» Task goal:
Give back all the records exactly, keeping every line whole.

» Saved data entries:
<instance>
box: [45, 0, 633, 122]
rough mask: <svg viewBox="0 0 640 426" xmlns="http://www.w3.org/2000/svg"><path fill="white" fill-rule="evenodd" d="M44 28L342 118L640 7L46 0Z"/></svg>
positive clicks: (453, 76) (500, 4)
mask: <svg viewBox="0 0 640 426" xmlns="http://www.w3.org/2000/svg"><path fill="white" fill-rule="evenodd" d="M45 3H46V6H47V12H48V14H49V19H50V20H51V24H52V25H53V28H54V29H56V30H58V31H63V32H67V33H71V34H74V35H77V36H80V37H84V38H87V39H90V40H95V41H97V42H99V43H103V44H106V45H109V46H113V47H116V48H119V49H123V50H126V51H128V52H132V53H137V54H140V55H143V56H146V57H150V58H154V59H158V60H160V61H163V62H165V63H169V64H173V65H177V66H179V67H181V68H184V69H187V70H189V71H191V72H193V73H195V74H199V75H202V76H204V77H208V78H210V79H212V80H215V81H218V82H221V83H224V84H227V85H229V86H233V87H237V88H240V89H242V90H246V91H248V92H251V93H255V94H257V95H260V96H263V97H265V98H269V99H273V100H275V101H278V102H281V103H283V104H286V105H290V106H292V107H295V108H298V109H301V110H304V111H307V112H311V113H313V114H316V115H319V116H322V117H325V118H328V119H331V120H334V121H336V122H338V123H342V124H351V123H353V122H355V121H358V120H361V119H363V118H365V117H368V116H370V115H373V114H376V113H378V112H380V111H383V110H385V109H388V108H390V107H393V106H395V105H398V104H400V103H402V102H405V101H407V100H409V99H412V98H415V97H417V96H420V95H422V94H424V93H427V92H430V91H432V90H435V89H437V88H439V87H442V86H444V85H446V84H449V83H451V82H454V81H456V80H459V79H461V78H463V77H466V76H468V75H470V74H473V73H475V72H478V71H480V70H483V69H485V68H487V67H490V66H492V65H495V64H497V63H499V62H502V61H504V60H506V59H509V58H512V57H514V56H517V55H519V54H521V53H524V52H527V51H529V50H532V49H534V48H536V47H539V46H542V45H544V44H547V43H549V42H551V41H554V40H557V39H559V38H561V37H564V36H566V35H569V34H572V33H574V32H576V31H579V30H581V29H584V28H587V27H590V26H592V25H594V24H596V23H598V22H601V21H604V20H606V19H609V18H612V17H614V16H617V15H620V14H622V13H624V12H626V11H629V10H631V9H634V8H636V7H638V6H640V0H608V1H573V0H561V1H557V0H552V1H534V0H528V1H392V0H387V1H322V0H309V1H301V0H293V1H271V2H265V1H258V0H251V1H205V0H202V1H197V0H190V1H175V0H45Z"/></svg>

» Exercise response:
<instance>
box: [45, 0, 633, 122]
rough mask: <svg viewBox="0 0 640 426" xmlns="http://www.w3.org/2000/svg"><path fill="white" fill-rule="evenodd" d="M44 28L342 118L640 7L46 0Z"/></svg>
positive clicks: (453, 76) (500, 4)
mask: <svg viewBox="0 0 640 426" xmlns="http://www.w3.org/2000/svg"><path fill="white" fill-rule="evenodd" d="M45 3H46V6H47V12H48V14H49V19H50V20H51V24H52V25H53V28H54V29H56V30H58V31H63V32H67V33H71V34H74V35H77V36H80V37H84V38H87V39H90V40H95V41H97V42H99V43H103V44H106V45H109V46H113V47H116V48H119V49H123V50H126V51H128V52H132V53H137V54H140V55H143V56H146V57H150V58H154V59H158V60H160V61H163V62H165V63H169V64H173V65H177V66H179V67H181V68H184V69H187V70H189V71H191V72H193V73H195V74H199V75H202V76H204V77H208V78H210V79H212V80H215V81H218V82H221V83H224V84H227V85H229V86H233V87H237V88H240V89H242V90H246V91H248V92H251V93H255V94H257V95H260V96H263V97H265V98H269V99H273V100H275V101H278V102H281V103H283V104H286V105H290V106H292V107H295V108H298V109H301V110H304V111H307V112H311V113H313V114H316V115H319V116H322V117H325V118H328V119H331V120H334V121H336V122H338V123H342V124H351V123H353V122H355V121H358V120H361V119H363V118H365V117H368V116H370V115H373V114H376V113H378V112H380V111H383V110H385V109H388V108H390V107H393V106H395V105H398V104H400V103H402V102H405V101H407V100H409V99H412V98H415V97H417V96H420V95H422V94H424V93H427V92H430V91H432V90H435V89H437V88H439V87H442V86H444V85H446V84H449V83H451V82H454V81H456V80H459V79H461V78H463V77H466V76H468V75H470V74H473V73H475V72H478V71H480V70H483V69H485V68H487V67H490V66H492V65H495V64H497V63H499V62H502V61H504V60H506V59H509V58H512V57H514V56H517V55H519V54H521V53H524V52H527V51H529V50H532V49H534V48H536V47H539V46H542V45H544V44H547V43H549V42H551V41H554V40H557V39H559V38H561V37H564V36H566V35H569V34H572V33H574V32H576V31H579V30H581V29H584V28H587V27H590V26H592V25H594V24H596V23H598V22H601V21H604V20H606V19H609V18H612V17H614V16H617V15H620V14H622V13H624V12H626V11H629V10H631V9H634V8H636V7H638V6H640V0H608V1H573V0H561V1H557V0H552V1H534V0H528V1H392V0H387V1H322V0H309V1H301V0H293V1H271V2H265V1H258V0H251V1H205V0H202V1H197V0H190V1H175V0H45Z"/></svg>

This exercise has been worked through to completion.